Objectives:
[1] In the text on U.S. crude sales to China, what per-barrel discount range did the sources give for West Texas Intermediate crude in Midland?
[2] Extend the text on U.S. crude sales to China, picking up after its final sentence.

+++ Text block +++

Cheap U.S. energy supplies will help China lower its import costs, but the deep discounts will add further pressure on U.S. producers to shut in production after U.S. crude futures CLc1 slumped to their lowest since 2002.

U.S. Mars Sour crude has been sold to Chinese buyers at discounts between USD7 and USD9 a barrel to September ICE Brent futures for July arrival while the discounts for West Texas Intermediate crude (WTI) in Midland were between USD6 and USD7 a barrel, the sources told Reuters.

BP (BP.L) and Equinor (EQNR.OL) may have sold some of these cargoes, they said, while the buyers were not immediately known. BP declined to comment while Equinor could not be immediately reached for comment outside office hours.

"Only the Chinese are buying and the rest of the world are selling," a Singapore-based trader said, leading to some very aggressive offers for U.S. crude into that market even though the oils benchmark is already at the lowest in 18 years.

In early March, independent refinery Panjin Haoye Chemical Co bought Mars crude from PetroChina in one of the first signs of Chinese refiners resuming U.S. crude purchases. Mars and WTI were then offered at spot premiums to benchmarks.

+++ Material provided +++

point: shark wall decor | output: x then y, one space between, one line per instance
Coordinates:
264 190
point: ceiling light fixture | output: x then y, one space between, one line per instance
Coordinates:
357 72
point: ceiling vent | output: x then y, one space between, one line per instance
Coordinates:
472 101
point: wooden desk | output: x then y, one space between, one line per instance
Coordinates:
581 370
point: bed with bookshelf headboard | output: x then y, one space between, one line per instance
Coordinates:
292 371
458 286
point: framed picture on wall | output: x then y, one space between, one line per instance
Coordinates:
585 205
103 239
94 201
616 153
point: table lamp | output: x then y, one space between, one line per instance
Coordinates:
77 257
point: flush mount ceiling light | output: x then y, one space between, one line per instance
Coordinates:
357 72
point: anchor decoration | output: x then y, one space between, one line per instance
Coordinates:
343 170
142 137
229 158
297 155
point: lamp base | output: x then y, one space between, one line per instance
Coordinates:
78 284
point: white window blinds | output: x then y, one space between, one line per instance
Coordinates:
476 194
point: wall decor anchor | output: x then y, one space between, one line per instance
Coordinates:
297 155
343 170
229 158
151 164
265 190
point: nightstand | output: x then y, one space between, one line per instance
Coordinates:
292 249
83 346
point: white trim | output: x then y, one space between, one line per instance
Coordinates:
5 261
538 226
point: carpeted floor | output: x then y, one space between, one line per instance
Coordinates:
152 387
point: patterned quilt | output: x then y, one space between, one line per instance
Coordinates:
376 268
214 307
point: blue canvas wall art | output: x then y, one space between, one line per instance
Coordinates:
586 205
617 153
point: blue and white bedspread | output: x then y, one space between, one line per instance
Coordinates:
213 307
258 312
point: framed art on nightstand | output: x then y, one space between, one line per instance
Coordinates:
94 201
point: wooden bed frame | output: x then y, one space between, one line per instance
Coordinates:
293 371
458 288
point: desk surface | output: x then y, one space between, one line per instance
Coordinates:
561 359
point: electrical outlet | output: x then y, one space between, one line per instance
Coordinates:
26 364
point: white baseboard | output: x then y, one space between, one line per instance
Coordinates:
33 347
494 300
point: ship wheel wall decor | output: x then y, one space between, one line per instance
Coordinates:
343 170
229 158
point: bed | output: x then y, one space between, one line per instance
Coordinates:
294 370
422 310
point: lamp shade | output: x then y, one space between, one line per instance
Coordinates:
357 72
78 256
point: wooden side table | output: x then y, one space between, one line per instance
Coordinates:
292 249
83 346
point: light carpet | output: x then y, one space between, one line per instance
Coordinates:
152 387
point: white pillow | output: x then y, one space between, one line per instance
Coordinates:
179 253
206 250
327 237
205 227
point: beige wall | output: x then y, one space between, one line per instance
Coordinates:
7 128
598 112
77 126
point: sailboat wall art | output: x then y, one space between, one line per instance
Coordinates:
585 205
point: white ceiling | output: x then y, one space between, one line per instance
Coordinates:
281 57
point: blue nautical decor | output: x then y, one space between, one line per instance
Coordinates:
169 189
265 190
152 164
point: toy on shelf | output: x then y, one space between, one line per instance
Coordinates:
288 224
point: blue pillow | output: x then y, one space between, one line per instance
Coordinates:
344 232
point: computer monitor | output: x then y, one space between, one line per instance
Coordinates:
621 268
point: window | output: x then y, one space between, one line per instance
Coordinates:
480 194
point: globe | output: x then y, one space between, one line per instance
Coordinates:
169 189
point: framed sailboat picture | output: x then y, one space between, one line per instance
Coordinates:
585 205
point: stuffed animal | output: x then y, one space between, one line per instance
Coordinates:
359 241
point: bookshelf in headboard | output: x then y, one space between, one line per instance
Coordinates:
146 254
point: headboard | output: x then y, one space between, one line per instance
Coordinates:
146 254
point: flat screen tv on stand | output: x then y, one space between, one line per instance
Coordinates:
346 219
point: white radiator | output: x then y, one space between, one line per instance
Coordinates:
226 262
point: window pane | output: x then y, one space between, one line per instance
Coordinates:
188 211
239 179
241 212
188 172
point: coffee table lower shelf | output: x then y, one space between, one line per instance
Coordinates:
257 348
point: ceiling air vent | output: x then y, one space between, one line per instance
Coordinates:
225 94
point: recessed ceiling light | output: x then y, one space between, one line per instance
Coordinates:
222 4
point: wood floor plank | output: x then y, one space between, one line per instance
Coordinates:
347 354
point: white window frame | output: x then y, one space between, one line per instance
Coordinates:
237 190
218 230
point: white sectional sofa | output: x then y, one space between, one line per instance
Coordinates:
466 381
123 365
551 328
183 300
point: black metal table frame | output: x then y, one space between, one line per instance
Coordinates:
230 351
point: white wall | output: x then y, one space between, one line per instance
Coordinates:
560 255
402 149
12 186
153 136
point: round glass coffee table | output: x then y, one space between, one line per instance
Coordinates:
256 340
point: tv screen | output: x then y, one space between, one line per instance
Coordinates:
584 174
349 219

+++

Final answers:
[1] Between USD6 and USD7 a barrel.

[2]
U.S. crude is mired in deep discount as producers, forced to clear pipelines stuck with unsold oil, are now flooding the U.S. gulf coast with cheap crude.

Strong demand to ship out excess U.S. crude to China has also caused freight rates to surge, with costs jumping to $8-$10 per barrel, two of the sources said.

At least 9 Very Large Crude Carriers (VLCCs) have been booked by traders and refiners to load crude from the U.S. over the next two months for Asia, four of which could be bound for China, according to a shipbrokers reports.

(Graphic: Supertanker freight rates from U.S. to Singapore link: here)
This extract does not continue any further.